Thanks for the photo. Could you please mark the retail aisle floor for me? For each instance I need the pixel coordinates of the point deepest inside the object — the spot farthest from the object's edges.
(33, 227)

---

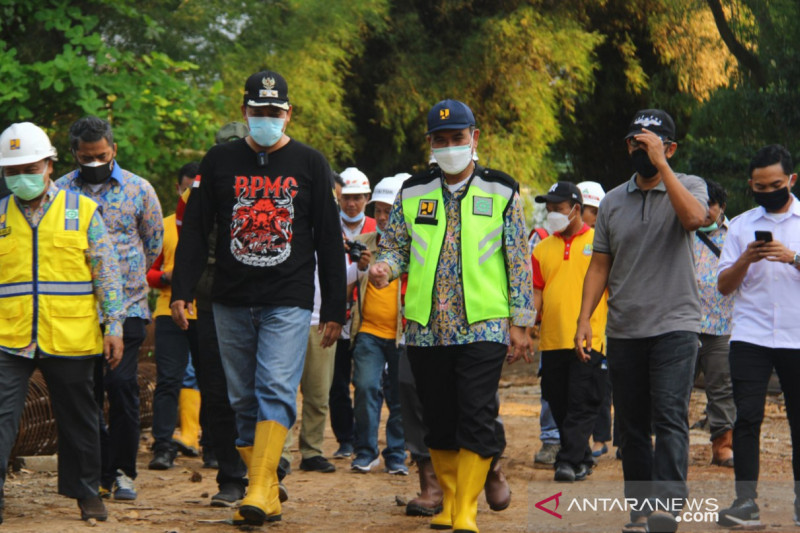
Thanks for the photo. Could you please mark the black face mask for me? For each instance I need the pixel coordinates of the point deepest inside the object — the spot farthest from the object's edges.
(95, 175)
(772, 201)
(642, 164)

▶ [AIM OF THE EXERCISE]
Pick out each line of the data above that contains the word "retail", and copy those lines.

▶ [RESPONSE BELOW]
Thanks for the photo. Could you please mark the retail aisle floor for me? For each instance I need the pixel coordinates of the point deepest inside the object — the spot farthest from the object's edges.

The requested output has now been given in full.